- [READING TEXT]:
________________

Both doctors and parents try to avoid surgery in preschool children whenever possible because hospitalization at this age can result in emotional “scars”. In an emergency situation, the child’s life and limb takes priority. In the case of an elective operation, there may be a choice. If it is medically feasible, wait until the child is 4 or 5 so that you can better explain what will happen.
The greatest fear that preschoolers have is loss of their parents or ABANDONMENT. This means that staying in a hospital would be scary even if nothing else were done. Children this age also fear BODILY DISINTEGRATION. These are the kids that scream in terror at the least scratch and may demand a bandage for a non-existent wound. Many preschoolers are also AFRAID OF DOCTORS and monsters. Because of these normal developmental fears we try to avoid hospitalization and surgery in young children.
If an elective surgery is suggested, always ask the doctor WHY the operation should be done. What will happen if the surgery is postponed for a year or two? Will any permanent damage occur? What would the doctor do if it was his or her own child? After asking these questions of Doctor Number One, get a second opinion. Also always ask for a qualified and experienced pediatric anesthesiologist.

________________

- [LISTED ENTRIES]:
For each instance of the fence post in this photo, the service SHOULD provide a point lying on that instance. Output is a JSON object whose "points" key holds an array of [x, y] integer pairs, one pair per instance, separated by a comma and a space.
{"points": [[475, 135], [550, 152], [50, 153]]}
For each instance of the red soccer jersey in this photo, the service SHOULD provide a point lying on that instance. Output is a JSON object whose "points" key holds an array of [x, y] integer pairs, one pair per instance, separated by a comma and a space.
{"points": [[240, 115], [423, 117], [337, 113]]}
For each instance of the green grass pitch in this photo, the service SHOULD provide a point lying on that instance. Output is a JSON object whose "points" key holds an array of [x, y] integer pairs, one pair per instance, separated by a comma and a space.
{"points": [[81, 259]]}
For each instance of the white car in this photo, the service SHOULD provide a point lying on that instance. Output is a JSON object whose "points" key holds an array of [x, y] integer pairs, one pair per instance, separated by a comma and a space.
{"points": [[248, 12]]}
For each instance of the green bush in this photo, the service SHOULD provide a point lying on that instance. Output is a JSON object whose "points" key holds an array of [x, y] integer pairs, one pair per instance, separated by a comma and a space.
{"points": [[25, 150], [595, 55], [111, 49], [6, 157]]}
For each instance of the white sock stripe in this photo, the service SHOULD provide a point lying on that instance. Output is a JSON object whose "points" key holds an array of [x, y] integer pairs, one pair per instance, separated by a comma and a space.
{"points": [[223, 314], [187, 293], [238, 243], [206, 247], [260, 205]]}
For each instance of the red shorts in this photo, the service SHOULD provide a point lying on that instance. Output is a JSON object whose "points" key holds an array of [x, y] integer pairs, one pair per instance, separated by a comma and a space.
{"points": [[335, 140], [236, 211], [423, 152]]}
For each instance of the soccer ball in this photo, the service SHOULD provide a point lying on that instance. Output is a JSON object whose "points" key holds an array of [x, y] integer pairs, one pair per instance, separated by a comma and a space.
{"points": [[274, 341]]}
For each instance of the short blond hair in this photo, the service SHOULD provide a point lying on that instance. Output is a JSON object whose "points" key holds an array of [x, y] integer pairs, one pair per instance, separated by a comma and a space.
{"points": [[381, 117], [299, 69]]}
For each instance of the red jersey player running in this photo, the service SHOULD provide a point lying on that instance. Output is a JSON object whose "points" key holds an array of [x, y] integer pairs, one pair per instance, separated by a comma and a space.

________________

- [ACTIVITIES]:
(1) Reproduce the passage on preschool surgery, starting at "The greatest fear" and ending at "in young children.".
(2) Using the passage on preschool surgery, answer these questions:
(a) What is the greatest fear that preschoolers have?
(b) If it is medically feasible, until what age does the passage suggest waiting for an elective operation?
(c) What kind of specialist should you always ask for?

- [OUTPUTS BY TASK]:
(1)
The greatest fear that preschoolers have is loss of their parents or ABANDONMENT. This means that staying in a hospital would be scary even if nothing else were done. Children this age also fear BODILY DISINTEGRATION. These are the kids that scream in terror at the least scratch and may demand a bandage for a non-existent wound. Many preschoolers are also AFRAID OF DOCTORS and monsters. Because of these normal developmental fears we try to avoid hospitalization and surgery in young children.

(2)
(a) Loss of their parents, or abandonment.
(b) Until the child is 4 or 5.
(c) A qualified and experienced pediatric anesthesiologist.